Emsal Mahkeme Kararı İstanbul 7. Asliye Ticaret Mahkemesi 2021/94 E. 2021/234 K. 12.03.2021 T.

Görüntülediğiniz mahkeme kararı kesinleşmiş bir karardır.

T.C.
İSTANBUL
7. ASLİYE TİCARET MAHKEMESİ

ESAS NO:2021/94
KARAR NO:2021/234

DAVA:Tazminat
DAVA TARİHİ:27/10/2014
KARAR TARİHİ:12/03/2021

Mahkememizde görülmekte olan Tazminat davasının yapılan açık yargılaması sonunda,
GEREĞİ DÜŞÜNÜLDÜ:
Davacılar vekili dava dilekçesinde özetle; davacıların kardeşi ve çocuğu …’ün davalı … sorumluluğunda ve asıl işveren …. Ltd. Şti’nin alt işvereni …. Şti. olan şirkete bağlı olarak … gişelerinde bayrakçı olarak çalışırken 07.09.2013 tarihindeki kazada vefat ettiğini , kazada araç sürücüsü ve Bakanlığın kusurlu olduğunu, aracın geri çıkmasının yasak olmasına rağmen güvenlik tedbirlerini almadığını, ortamın gürültüsünden dolayı aracın geri geleceğine ihtimal vermeyen …’ün ezilerek öldüğünü, … bölgedeki can güvenliğini almadığını, güvenlik bariyerinin kurulmadığını, ışıklandırma önlemi almadığını, kazada şoför … de kusurlu olduğunu, aracı ZMMS ile sigortalayan davalı … A.Ş’nin 33.009,38 TL ödeme yaptığını, ancak bu ödemenin hakkaniyete uygun olmadığını belirterek 160.000 TL manevi tazminat ile 100.000 TL maddi tazminatın davalılardan tahsiline karar verilmesini talep etmiştir.

▶ Yazılı Alıştırma
Mahkeme kararına göre davacılar ne kadar manevi tazminat talep etmiştir? Ardından gelen kayıtlara ihtiyaç yoktur.

▶ Gösterilen Kayıtlar
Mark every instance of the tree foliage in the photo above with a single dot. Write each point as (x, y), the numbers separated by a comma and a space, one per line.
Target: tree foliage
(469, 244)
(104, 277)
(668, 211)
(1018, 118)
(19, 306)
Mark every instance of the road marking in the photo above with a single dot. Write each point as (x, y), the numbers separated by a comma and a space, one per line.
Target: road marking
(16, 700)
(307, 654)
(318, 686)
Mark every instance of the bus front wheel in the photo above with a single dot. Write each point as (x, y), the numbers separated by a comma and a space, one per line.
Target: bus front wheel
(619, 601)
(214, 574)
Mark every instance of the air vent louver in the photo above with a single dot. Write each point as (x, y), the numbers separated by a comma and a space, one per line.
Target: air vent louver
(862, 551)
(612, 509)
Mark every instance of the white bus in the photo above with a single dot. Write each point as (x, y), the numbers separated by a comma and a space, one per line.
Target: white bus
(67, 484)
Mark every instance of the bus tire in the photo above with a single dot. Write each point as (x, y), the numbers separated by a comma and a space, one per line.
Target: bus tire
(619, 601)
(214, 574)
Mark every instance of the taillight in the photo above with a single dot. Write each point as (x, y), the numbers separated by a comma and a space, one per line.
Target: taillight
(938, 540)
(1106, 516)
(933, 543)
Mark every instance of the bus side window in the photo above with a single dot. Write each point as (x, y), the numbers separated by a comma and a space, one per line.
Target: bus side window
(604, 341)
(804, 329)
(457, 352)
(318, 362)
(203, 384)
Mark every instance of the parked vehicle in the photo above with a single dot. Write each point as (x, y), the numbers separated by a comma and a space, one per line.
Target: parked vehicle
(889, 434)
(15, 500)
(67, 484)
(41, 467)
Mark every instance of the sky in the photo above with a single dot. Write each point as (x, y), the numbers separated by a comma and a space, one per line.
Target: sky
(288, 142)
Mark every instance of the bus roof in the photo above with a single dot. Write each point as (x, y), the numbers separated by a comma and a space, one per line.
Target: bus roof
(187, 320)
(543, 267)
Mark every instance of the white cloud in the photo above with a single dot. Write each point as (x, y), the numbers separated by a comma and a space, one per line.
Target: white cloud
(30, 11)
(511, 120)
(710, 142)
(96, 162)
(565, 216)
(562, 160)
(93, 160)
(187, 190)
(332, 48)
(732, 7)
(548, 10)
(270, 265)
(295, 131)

▶ Bu Görevin Çıktısı
Davacılar 160.000 TL manevi tazminat talep etmiştir.